◆ THE REQUEST
Return the material exactly as supplied, apart from the pictures, which are omitted.

--- start ---

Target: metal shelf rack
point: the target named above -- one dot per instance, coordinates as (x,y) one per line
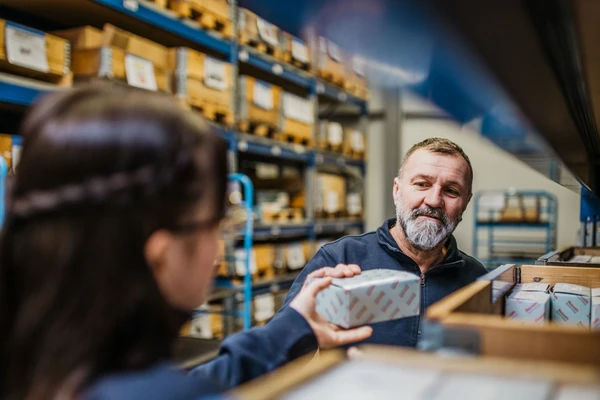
(500,238)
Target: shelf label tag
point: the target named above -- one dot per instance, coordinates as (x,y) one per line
(296,258)
(215,74)
(299,51)
(26,48)
(267,31)
(263,95)
(358,141)
(140,73)
(335,133)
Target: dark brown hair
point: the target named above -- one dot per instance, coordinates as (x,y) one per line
(102,168)
(441,146)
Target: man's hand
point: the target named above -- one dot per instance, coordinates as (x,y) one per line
(328,335)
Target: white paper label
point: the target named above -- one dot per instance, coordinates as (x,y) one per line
(240,262)
(267,171)
(299,51)
(298,108)
(267,31)
(332,202)
(335,52)
(295,256)
(26,49)
(263,95)
(358,141)
(140,73)
(359,66)
(335,133)
(354,204)
(215,74)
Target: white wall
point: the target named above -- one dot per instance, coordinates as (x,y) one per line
(494,169)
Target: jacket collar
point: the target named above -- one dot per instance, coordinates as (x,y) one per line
(453,256)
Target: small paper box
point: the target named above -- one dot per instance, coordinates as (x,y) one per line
(373,296)
(532,287)
(571,305)
(528,306)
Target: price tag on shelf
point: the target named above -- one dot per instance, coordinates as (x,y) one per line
(140,73)
(335,133)
(26,48)
(295,256)
(357,141)
(263,95)
(215,74)
(267,31)
(299,51)
(131,5)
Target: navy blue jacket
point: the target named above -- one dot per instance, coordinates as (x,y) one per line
(379,249)
(242,357)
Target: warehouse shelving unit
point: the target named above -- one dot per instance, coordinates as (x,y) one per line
(165,27)
(498,240)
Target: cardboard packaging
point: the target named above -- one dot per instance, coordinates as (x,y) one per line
(571,305)
(373,296)
(595,314)
(528,306)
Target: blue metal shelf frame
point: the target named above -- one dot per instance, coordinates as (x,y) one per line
(495,244)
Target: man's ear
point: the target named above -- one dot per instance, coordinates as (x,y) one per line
(156,250)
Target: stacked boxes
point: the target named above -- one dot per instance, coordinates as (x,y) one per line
(29,52)
(373,296)
(117,54)
(204,83)
(571,305)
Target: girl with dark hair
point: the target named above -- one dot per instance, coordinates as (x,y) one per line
(109,240)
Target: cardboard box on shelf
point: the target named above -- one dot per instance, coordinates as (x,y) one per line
(571,305)
(33,53)
(117,54)
(373,296)
(531,306)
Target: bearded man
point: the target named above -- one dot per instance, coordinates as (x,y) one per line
(431,192)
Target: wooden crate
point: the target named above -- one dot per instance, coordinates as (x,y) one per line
(259,105)
(329,61)
(295,51)
(57,53)
(212,15)
(471,308)
(311,369)
(104,53)
(297,120)
(330,196)
(203,83)
(255,32)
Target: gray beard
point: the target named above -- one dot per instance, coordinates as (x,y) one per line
(425,234)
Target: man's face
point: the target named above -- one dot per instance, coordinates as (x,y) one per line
(431,196)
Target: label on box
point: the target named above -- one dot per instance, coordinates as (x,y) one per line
(263,95)
(267,171)
(299,51)
(215,73)
(335,52)
(354,205)
(26,48)
(359,66)
(335,133)
(358,141)
(298,108)
(240,262)
(140,73)
(295,256)
(267,31)
(332,202)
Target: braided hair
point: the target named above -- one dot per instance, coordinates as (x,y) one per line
(102,168)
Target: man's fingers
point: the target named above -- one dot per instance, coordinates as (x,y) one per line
(342,337)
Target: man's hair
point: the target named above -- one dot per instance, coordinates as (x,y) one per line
(442,146)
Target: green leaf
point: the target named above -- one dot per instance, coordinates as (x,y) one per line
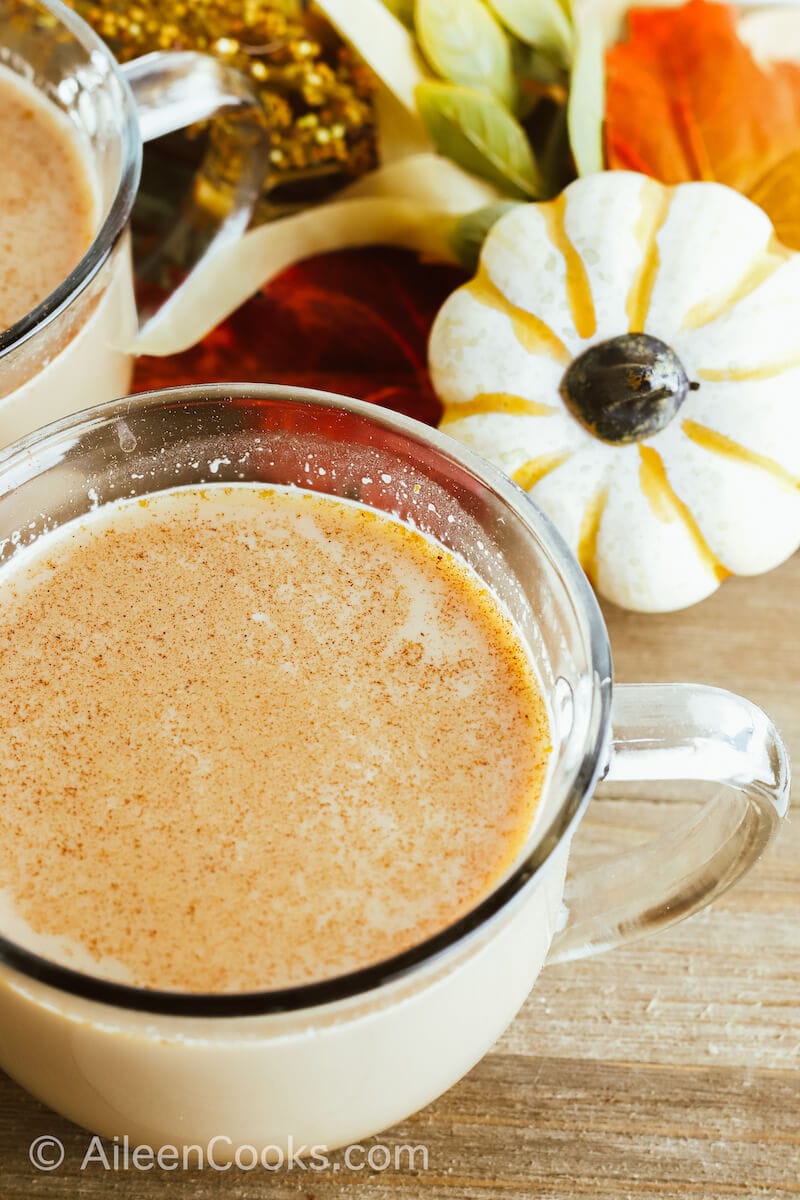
(464,43)
(481,136)
(403,10)
(540,23)
(588,97)
(470,232)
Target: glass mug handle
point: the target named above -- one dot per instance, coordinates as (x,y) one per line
(173,90)
(680,732)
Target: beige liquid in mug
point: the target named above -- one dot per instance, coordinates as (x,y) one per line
(254,737)
(48,199)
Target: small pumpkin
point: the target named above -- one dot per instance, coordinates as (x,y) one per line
(630,354)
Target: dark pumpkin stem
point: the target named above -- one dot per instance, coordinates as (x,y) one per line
(626,389)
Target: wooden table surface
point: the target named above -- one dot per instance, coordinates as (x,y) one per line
(667,1069)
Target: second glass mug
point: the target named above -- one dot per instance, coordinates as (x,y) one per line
(74,349)
(328,1063)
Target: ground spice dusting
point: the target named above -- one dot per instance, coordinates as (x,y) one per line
(253,738)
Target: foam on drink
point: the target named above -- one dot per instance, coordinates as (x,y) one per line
(254,737)
(48,202)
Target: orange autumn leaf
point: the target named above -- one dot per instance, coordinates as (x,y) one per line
(687,100)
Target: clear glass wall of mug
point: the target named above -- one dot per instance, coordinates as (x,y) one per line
(73,349)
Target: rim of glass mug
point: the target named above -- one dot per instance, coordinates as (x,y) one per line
(120,209)
(19,462)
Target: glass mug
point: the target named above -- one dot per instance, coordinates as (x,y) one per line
(329,1063)
(74,348)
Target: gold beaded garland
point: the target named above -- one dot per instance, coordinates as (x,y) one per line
(317,94)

--- end ---

◆ FINAL RESULT
Target: metal shelf rack
point: the target named above -- one dot per instance, coordinates as (x,y) one per line
(500,238)
Target: shelf label tag
point: the target named above -- one dot per instance, coordinates as (x,y) one per line
(296,258)
(215,74)
(299,51)
(26,48)
(267,31)
(263,95)
(358,141)
(140,73)
(335,133)
Target: dark brown hair
point: the target named above -- one dot per instance, coordinates as (x,y) one per line
(102,168)
(441,146)
Target: man's hand
point: the target named above -- one dot per instance, coordinates as (x,y) one per line
(328,335)
Target: white paper label
point: the target named above -- one dot per instance, coordinates as (x,y) one per line
(240,262)
(267,171)
(299,51)
(298,108)
(267,31)
(332,202)
(335,52)
(295,256)
(26,49)
(263,95)
(358,141)
(140,73)
(359,66)
(335,133)
(354,204)
(215,74)
Target: white wall
point: the target named above -- one dot per instance, coordinates as (x,y) one per line
(494,169)
Target: jacket collar
point: the target named above -- one dot per instance, coordinates as (x,y) one per line
(453,256)
Target: small paper box
point: the target named above -- one dot per instance, coordinates as (x,y) one per line
(373,296)
(532,287)
(571,305)
(528,306)
Target: price tag on shelf
point: the target named above -- one dot per instance, coordinates as (x,y) one per line
(140,73)
(335,133)
(26,48)
(295,256)
(357,141)
(263,95)
(215,74)
(267,31)
(299,51)
(131,5)
Target: navy blue jacket
point: the target named above -- one dot per instance, coordinates as (x,y) one per line
(379,249)
(242,357)
Target: warehouse shelving unit
point: the target named above -- one dot per instance, coordinates as (x,y) one per line
(165,27)
(498,240)
Target: cardboard packaging
point: the target named above -- one dot per instance, coordinates as (x,y) one per line
(571,305)
(373,296)
(595,314)
(528,306)
Target: blue metal shelf frame
point: the target named above -- one dot per instance, coordinates as (x,y) one per line
(495,244)
Target: man's ear
point: the target named above -- one dot per instance, coordinates as (x,y) one per line
(156,250)
Target: stacked boxes
point: the target named above -- one dot per instance, coordinates as (x,y) one per line
(29,52)
(373,296)
(117,54)
(204,83)
(571,305)
Target: girl with dark hair
point: the target named above -- one dot per instance, coordinates as (x,y) one per line
(109,240)
Target: cardboard box on shelf
point: the target named above -- one dot per instance, coordinates as (x,y) one per line
(571,305)
(33,53)
(117,54)
(373,296)
(531,306)
Target: bearded man
point: the target named above -- one dot per instance, coordinates as (x,y) one per line
(431,192)
Target: wooden crate
point: the target named above -- one dot per instance, coordinates as (x,y) one per line
(259,105)
(329,61)
(295,51)
(57,53)
(212,15)
(471,308)
(311,369)
(104,53)
(297,120)
(330,196)
(203,83)
(255,32)
Target: gray beard
point: the target named above -- one dot per instance, coordinates as (x,y) one per line
(425,234)
Target: man's face
point: the target named above -- one dot per instance, coordinates as (x,y) one per line
(431,196)
Target: label on box
point: the target named above -- one dot per instance, coordinates as (x,y) one per line
(263,95)
(267,171)
(299,51)
(215,73)
(335,52)
(354,205)
(26,48)
(359,66)
(335,133)
(358,141)
(298,108)
(240,262)
(140,73)
(295,256)
(267,31)
(332,202)
Target: braided hair
point: the target named above -- one dot per instance, coordinates as (x,y) one per line
(102,168)
Target: man's fingers
point: the target named above -- one dot per instance, coordinates as (x,y) one per line
(342,337)
Target: man's hair
point: the target named above -- one dot per instance, coordinates as (x,y) one per line
(442,146)
Target: green leaf
point: the target named above -- one dot per instance, coordinates as (x,y) one per line
(464,43)
(481,136)
(403,10)
(540,23)
(588,97)
(470,232)
Target: glass mug handle
point: the target named above -- one dot per instance, coordinates as (x,y) one per line
(173,90)
(680,732)
Target: beige liquid in mug
point: the target named above -- one dot per instance, coordinates as (x,y) one per line
(254,737)
(48,199)
Target: small pumpkin
point: the target named above -- one dot per instance, coordinates as (x,y) one per line
(630,354)
Target: dark pumpkin stem
point: the target named above -- one dot per instance, coordinates as (x,y) one per line
(626,389)
Target: wooden table surface
point: the target named above -- one dot per instance, coordinates as (x,y) one per line
(667,1069)
Target: second glass mug
point: the target named above -- one dot per instance, coordinates as (x,y) one per line
(74,349)
(328,1063)
Target: ground spice dusting
point: the target named above -- one dot per instance, coordinates as (x,y) one per line
(253,738)
Target: foam on drink
point: the target named above -- one dot per instance, coordinates as (x,y) one per line
(254,737)
(48,202)
Target: orange autumn leaf
point: the target named above -- one dot per instance, coordinates as (x,y) one per line
(687,100)
Target: clear glass wall of mug
point: the target named above -- one dot per instance, coordinates as (x,y) one per line
(73,349)
Target: rim of glass mug
point: the target named above -- one dot per instance, coordinates as (x,y) one per line
(120,209)
(19,462)
Target: glass mug
point: the target named above -- one dot per instance, coordinates as (x,y) one per line
(329,1063)
(74,348)
Target: gold beaded garland
point: the target named above -- one dot per instance, coordinates as (x,y) one per line
(317,94)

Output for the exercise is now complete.